[BEGIN Extracted material]

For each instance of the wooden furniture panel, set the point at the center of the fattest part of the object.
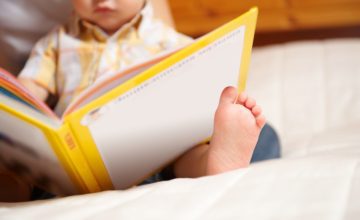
(197, 17)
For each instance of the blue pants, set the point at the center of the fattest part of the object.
(267, 147)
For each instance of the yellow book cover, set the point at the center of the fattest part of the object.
(126, 127)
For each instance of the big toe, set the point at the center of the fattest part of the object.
(228, 95)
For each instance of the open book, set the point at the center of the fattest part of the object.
(128, 126)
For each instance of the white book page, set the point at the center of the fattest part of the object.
(25, 150)
(155, 122)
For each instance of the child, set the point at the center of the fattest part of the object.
(106, 36)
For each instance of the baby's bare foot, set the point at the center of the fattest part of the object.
(237, 125)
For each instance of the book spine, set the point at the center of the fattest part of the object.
(75, 161)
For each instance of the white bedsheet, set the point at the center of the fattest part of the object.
(310, 93)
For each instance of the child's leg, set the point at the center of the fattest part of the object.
(237, 125)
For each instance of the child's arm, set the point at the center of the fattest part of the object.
(39, 72)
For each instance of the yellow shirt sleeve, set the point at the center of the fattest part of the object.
(41, 65)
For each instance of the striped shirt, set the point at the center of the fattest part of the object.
(73, 56)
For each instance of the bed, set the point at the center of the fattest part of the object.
(310, 93)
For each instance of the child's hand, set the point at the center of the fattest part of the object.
(36, 90)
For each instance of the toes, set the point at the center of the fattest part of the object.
(228, 95)
(250, 103)
(260, 121)
(256, 110)
(242, 98)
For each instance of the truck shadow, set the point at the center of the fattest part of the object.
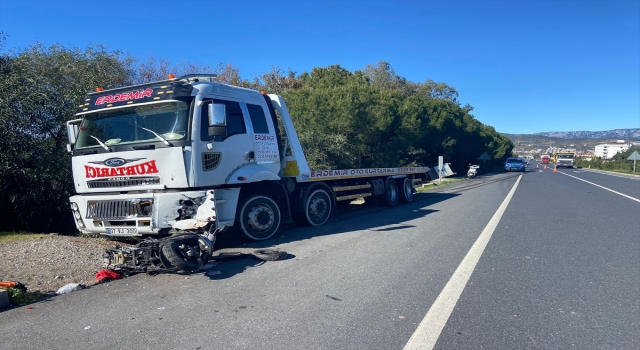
(347, 219)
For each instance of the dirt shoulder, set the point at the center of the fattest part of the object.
(47, 263)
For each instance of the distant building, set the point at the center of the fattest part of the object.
(608, 150)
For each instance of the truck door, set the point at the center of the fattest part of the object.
(264, 138)
(217, 157)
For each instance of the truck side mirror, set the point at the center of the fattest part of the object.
(217, 113)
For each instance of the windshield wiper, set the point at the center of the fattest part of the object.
(155, 133)
(101, 143)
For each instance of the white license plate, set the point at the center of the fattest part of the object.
(122, 231)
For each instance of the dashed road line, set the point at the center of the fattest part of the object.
(428, 331)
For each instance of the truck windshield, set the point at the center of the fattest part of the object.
(125, 125)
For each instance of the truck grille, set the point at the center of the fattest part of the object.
(120, 209)
(210, 160)
(137, 181)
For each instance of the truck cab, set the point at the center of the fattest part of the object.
(143, 157)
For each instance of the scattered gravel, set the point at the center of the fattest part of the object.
(48, 263)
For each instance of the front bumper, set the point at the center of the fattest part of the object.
(128, 214)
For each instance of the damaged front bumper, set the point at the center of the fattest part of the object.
(138, 214)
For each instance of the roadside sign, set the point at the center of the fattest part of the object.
(484, 156)
(635, 156)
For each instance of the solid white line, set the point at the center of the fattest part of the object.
(428, 332)
(632, 177)
(608, 189)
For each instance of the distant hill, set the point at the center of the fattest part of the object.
(537, 141)
(622, 134)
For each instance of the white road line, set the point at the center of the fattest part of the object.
(591, 183)
(610, 174)
(428, 331)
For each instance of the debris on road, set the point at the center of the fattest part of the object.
(107, 276)
(71, 287)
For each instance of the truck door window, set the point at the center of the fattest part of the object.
(235, 120)
(258, 119)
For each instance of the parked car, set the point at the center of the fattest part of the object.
(514, 164)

[END Extracted material]

Copy out everything in the listing above from the line containing "For each instance of the scattered" down through its last line, requests included. Shift each coordinate in the answers by adding -6 to it.

For each instance of the scattered gravel, set the point at the center of the fattest part of the object.
(42, 257)
For each instance of the front bumper, set the point at the center of the fattest part of the object.
(122, 208)
For each instance of the damaged front bumper, set the point at the center of the fattest part of the object.
(132, 208)
For each instance of the roadside sign, set the point at the center of the fattest part of the object.
(478, 150)
(629, 150)
For each instance of the solid white line, set the point at the center of the fattest part of the object.
(422, 326)
(626, 171)
(602, 183)
For each instance of the distant hill, set the point at the center of the fattest part of the object.
(531, 135)
(616, 128)
For each instance of the white road line, set the point at the center of the fattest part of the object.
(585, 177)
(604, 168)
(422, 325)
For each instance of the debris on road, set the point at the center of the fattest part of the object.
(101, 270)
(65, 281)
For each instance of the truck door window, set the point at the center of the fattest part of the object.
(229, 114)
(252, 113)
For each instance of the parked car, set the point at the center of the fattest part of the object.
(508, 158)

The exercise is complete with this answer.